The above, edited-for-clarity quote comes to me courtesy of a thoughtful friend, E. Martin Schotz, and is taken from George Kennan’s 1982 book, The Nuclear Delusion: Soviet-American Relations in the Atomic Age. Kennan is widely recognized as one of the architects of the Cold War. His post-World War II writing on the supposed Soviet threat spurred the US policy of containment. Some thirty-five years after he helped spark a wasteful arms race that threatened to destroy the world, Kennan had the powerful second thoughts reflected above.
I purposefully excised the references to the Soviet Union in the Kennan quote with the hope that others might see how unerringly Kennan’s words capture US foreign policy today towards our newly contrived “enemies.” Without much imagination, one could credibly substitute the names of countries that have been anointed “incorrigible enemies” of the US in recent years: Cuba, Yugoslavia, Serbia, Iran, Venezuela, Iraq, Libya, Syria, Russia, China, and the Democratic People's Republic of Korea (DPRK).
Unfortunately, despite George F. Kennan’s never-too-late regrets, the arrogance of empire remains a deeply embedded disposition of US ruling elites. The frequent and persistent wars of aggression underscore the Marxist-Leninist thesis that a reach for dominance over all rivals or those daring to show independence is an essential, inescapable feature of mature capitalism.
If we take seriously Marx, paraphrasing Hegel, asserting that history repeats “the first time as tragedy, the second time as farce, then we must believe that we live in times of frightening absurdity. The irresponsible demonizing of Milosevic, Saddam, Gaddafi, or al-Assad has tragically sacrificed well over a million lives to US and NATO aggression, but the painting of Russia, DPRK, and the People's Republic of China (PRC) as absolute evil today reaches previously unimaginable levels of madness and danger.
Russia
Last week’s indictment of 13 Russian nationals and 3 Russian entities only underlines the vacuity of the Mueller investigation. Over nine months of probing, interviewing, and developing evidence has produced (1) an  admission of lying to the FBI by General Flynn, an indictment based on his efforts on behalf of Israel (and not Russia), (2) an indictment of Rick Gates, a lobbyist, fundraiser, and political operative accused of working unregistered for a previous Ukrainian government, (3) an indictment of a bigger fish, Paul Manafort, who for four decades represented any and every shady international character with the wherewithal to pay his fees. He, too, was accused of failure to register, laundering money, and making false statements, practices that occupied him for his whole career, (4) a guilty plea by George Papadopoulos, a bit player with an ego far larger than his résumé, who habitually met with any contact that he could impress that he was a “player,” (5) an indictment of and guilty plea of Richard Pinedo, an internet hustler who stole identities (any connection to Russia was “unwitting”), and most recently, (6) the guilty plea of Dutch lawyer Alex van der Zwaan, who earned a brief imprisonment by lying to the FBI about the date of his last meeting with Gates, placing it in mid-August instead of September.

+++++

Work to do
(a) According to the passage on Kennan and US foreign policy, which 1982 book is the Kennan quote taken from?
(b) Reproduce word for word the part of the passage on Kennan and US foreign policy starting with "If we take seriously" and going on through "madness and danger.".

Entries shown

+++++

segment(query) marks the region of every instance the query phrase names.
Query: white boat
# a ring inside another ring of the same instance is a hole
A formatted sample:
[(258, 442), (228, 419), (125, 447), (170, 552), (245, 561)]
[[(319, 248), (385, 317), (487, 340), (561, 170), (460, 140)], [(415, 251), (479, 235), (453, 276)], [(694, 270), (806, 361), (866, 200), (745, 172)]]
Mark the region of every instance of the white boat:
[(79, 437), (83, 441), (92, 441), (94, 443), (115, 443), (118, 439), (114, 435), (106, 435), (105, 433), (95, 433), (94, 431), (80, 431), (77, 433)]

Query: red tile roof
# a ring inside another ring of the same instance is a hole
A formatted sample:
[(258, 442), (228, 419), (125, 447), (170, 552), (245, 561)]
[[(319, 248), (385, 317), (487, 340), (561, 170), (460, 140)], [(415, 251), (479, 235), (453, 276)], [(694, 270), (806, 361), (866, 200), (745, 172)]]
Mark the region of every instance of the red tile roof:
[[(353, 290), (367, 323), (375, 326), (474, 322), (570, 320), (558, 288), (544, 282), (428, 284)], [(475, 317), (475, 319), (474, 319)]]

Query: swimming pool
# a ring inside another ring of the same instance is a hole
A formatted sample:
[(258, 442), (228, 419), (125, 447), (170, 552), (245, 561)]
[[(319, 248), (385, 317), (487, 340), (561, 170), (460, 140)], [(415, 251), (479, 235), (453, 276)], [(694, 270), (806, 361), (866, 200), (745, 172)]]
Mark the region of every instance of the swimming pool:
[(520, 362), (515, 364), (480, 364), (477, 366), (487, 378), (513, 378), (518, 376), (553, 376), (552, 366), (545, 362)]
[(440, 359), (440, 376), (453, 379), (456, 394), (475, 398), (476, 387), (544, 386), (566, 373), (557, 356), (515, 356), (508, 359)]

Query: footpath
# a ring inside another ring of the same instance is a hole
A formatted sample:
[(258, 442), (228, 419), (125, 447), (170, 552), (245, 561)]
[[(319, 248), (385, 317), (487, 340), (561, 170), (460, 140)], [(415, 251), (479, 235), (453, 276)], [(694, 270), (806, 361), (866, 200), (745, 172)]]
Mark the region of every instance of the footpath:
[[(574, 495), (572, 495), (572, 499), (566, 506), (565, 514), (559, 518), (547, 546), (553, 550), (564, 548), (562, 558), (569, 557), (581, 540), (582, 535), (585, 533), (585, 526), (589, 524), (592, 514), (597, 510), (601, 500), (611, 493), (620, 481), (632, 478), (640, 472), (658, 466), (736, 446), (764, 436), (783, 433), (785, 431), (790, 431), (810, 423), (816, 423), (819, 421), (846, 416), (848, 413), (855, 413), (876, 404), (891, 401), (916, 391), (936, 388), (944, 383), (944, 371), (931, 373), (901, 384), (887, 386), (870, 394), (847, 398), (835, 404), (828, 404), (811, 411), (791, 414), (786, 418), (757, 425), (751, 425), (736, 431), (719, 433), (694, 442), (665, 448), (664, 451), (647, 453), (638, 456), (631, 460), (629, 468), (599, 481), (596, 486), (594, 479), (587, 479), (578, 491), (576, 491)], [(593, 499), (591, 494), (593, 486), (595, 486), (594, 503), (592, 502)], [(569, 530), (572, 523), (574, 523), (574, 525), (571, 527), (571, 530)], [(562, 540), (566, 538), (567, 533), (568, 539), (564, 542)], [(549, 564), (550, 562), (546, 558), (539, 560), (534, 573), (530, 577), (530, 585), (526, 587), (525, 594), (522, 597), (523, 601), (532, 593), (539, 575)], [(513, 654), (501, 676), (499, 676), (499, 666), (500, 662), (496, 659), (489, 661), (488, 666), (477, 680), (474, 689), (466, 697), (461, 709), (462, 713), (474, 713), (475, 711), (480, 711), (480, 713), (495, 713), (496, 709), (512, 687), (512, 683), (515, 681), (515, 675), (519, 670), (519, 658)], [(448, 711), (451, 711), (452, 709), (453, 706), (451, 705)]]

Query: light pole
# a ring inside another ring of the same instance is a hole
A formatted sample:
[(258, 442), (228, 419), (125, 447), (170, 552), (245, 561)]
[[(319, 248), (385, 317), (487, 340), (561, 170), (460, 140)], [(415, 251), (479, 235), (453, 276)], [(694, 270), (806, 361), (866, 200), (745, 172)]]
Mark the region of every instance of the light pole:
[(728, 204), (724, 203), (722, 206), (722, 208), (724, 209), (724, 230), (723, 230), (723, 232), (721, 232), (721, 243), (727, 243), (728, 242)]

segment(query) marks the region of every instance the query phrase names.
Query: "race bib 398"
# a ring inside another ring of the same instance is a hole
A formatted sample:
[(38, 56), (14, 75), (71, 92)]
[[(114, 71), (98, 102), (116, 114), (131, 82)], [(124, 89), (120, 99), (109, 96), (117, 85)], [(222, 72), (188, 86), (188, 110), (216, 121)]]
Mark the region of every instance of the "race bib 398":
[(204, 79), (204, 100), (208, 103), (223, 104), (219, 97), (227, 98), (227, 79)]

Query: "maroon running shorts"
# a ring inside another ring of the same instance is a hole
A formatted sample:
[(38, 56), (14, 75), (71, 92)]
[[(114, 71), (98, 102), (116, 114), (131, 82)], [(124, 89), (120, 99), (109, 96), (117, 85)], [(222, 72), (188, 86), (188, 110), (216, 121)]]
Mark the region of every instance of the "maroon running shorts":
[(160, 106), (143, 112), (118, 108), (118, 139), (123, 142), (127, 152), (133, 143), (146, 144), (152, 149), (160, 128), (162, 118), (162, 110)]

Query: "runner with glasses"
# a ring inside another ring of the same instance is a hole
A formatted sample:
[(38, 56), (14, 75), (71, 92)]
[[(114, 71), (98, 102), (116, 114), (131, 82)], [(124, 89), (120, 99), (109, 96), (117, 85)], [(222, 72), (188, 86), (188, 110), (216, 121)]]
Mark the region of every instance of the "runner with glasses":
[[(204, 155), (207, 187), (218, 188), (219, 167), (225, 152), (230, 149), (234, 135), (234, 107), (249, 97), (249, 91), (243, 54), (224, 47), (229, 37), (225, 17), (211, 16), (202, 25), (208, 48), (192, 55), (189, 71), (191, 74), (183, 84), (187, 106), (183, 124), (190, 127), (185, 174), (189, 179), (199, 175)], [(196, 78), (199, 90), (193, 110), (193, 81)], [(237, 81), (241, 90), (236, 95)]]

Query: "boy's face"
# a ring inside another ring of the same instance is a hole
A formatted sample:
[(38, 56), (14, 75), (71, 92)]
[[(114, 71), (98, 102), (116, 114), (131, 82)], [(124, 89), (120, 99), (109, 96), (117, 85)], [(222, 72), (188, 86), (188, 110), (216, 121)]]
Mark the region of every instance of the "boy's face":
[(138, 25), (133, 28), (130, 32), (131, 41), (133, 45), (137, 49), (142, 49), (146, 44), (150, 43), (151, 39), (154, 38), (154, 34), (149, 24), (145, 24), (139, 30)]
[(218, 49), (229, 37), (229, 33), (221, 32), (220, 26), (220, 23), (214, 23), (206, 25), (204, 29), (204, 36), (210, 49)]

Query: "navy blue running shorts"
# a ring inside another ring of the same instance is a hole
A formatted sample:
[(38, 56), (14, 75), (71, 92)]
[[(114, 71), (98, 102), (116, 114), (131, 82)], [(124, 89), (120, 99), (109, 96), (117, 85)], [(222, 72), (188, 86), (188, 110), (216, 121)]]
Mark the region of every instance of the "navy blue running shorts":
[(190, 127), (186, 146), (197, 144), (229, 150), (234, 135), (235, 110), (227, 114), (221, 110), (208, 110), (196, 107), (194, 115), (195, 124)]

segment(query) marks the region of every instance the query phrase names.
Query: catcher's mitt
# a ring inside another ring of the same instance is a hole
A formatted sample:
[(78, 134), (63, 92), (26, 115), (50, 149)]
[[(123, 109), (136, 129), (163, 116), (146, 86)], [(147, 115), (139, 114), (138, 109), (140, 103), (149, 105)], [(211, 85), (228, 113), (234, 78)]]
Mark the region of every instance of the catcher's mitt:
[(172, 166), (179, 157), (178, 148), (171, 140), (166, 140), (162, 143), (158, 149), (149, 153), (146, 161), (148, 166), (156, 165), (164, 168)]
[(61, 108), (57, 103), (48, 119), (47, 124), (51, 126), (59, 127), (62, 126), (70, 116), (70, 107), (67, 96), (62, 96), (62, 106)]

+++++

Solutions to the tasks
(a) The Nuclear Delusion: Soviet-American Relations in the Atomic Age

(b)
If we take seriously Marx, paraphrasing Hegel, asserting that history repeats “the first time as tragedy, the second time as farce, then we must believe that we live in times of frightening absurdity. The irresponsible demonizing of Milosevic, Saddam, Gaddafi, or al-Assad has tragically sacrificed well over a million lives to US and NATO aggression, but the painting of Russia, DPRK, and the People's Republic of China (PRC) as absolute evil today reaches previously unimaginable levels of madness and danger.